Stated exercise »
Show every line below that contains the word "desert".
-- Begin Provided material --
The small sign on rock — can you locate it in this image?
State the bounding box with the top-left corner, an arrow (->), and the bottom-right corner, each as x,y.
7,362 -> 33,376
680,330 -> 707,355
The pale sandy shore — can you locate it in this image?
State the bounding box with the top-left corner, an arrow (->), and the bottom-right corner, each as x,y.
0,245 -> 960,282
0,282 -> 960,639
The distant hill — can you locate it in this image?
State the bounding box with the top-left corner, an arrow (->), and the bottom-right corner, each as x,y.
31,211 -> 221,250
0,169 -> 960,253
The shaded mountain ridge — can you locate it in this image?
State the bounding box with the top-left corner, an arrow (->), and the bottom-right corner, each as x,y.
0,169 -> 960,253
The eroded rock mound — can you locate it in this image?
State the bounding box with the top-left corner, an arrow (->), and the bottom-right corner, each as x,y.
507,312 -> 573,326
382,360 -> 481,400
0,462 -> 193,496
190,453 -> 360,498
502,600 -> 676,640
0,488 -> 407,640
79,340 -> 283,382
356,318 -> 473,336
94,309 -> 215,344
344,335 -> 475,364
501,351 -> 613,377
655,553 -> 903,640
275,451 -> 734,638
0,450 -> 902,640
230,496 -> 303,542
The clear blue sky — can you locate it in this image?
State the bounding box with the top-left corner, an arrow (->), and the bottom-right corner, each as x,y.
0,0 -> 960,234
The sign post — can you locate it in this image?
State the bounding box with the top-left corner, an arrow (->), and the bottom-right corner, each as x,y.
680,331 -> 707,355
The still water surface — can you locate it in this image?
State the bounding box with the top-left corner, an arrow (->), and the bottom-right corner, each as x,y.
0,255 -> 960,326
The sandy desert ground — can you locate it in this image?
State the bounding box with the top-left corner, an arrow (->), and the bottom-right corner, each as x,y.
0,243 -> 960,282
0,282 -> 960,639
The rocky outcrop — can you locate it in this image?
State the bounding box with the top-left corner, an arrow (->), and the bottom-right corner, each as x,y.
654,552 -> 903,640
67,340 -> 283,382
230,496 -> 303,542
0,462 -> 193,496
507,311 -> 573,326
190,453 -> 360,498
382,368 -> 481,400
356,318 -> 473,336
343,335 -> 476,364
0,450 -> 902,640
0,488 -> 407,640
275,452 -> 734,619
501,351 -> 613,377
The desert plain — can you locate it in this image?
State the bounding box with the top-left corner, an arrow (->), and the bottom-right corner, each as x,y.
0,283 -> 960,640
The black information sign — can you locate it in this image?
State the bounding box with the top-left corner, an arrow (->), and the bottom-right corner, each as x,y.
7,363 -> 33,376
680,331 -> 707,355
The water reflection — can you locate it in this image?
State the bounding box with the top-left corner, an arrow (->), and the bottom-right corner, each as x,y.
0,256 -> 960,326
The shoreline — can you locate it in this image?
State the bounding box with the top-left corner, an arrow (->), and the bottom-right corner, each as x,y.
-- End Provided material --
Result »
The sandy desert ground — can you locate it in this image?
The desert plain — can you locate it in this image?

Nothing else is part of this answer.